Count the lines in the items below that contain the word "feather". Reply with that number alone.

Start of Source records

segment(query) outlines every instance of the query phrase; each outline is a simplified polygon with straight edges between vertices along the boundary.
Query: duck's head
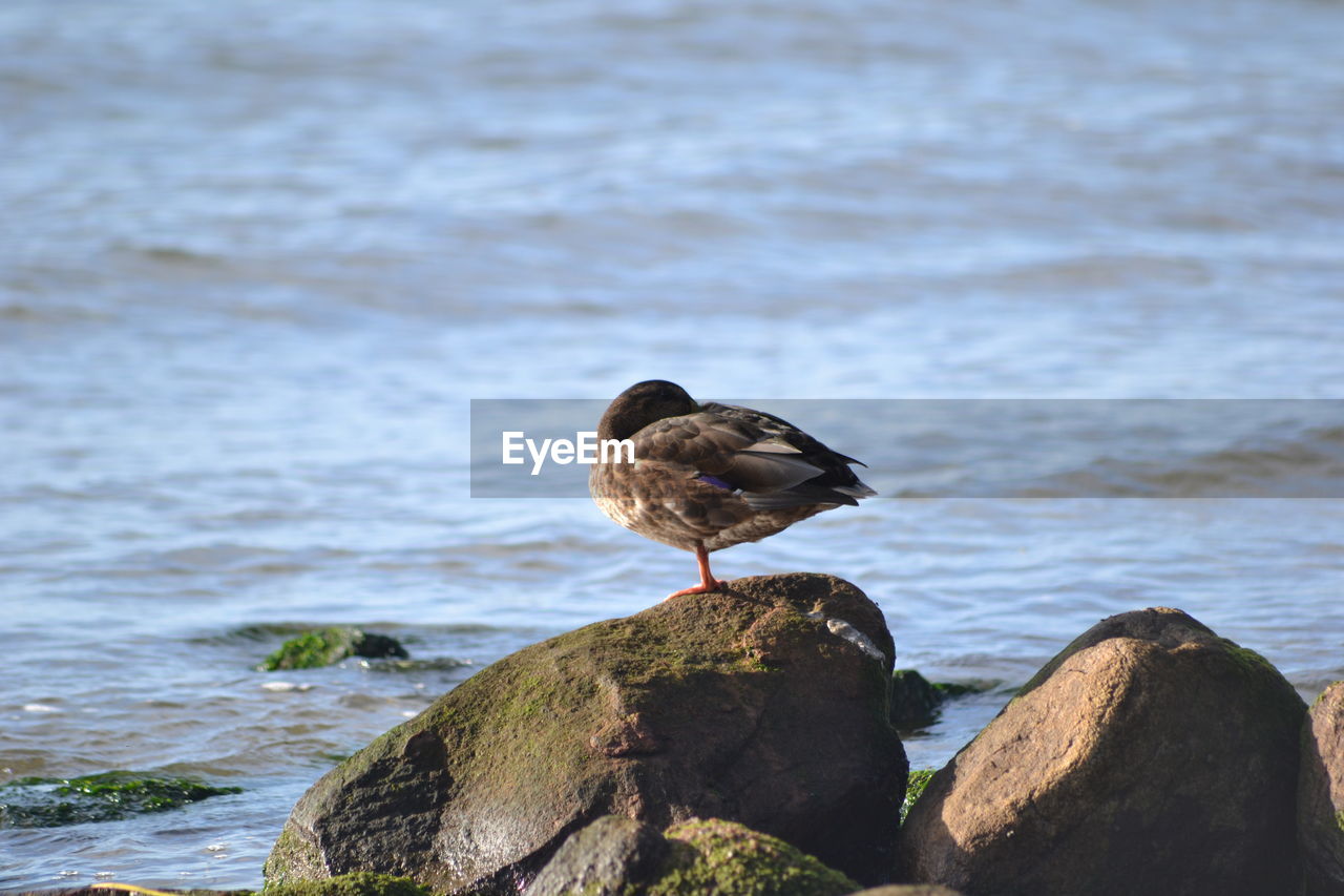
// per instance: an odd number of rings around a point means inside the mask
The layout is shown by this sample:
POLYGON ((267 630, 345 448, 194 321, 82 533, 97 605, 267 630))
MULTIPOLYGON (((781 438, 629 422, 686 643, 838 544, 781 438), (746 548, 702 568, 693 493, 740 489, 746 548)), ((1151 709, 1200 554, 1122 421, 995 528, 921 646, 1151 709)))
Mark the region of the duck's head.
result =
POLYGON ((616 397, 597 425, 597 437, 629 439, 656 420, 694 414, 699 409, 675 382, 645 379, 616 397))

End of Source records
Start of Source records

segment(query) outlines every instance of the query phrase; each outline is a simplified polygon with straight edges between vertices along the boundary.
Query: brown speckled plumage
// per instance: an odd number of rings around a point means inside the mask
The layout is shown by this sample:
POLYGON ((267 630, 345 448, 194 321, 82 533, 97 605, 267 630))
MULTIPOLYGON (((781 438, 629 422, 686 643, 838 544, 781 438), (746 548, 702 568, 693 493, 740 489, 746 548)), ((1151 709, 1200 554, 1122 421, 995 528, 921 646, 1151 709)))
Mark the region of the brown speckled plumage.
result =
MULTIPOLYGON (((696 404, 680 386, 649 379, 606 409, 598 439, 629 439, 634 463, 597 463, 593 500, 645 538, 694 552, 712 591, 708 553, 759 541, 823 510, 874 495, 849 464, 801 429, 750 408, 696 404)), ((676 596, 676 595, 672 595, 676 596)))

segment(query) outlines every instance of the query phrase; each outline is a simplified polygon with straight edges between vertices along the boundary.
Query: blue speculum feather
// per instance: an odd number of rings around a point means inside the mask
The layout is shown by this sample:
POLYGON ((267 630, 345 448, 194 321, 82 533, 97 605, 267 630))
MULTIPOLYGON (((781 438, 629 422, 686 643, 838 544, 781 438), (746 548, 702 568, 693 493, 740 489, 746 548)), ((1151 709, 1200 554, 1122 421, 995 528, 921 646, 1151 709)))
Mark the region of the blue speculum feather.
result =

End of Source records

◆ **Task answer**:
2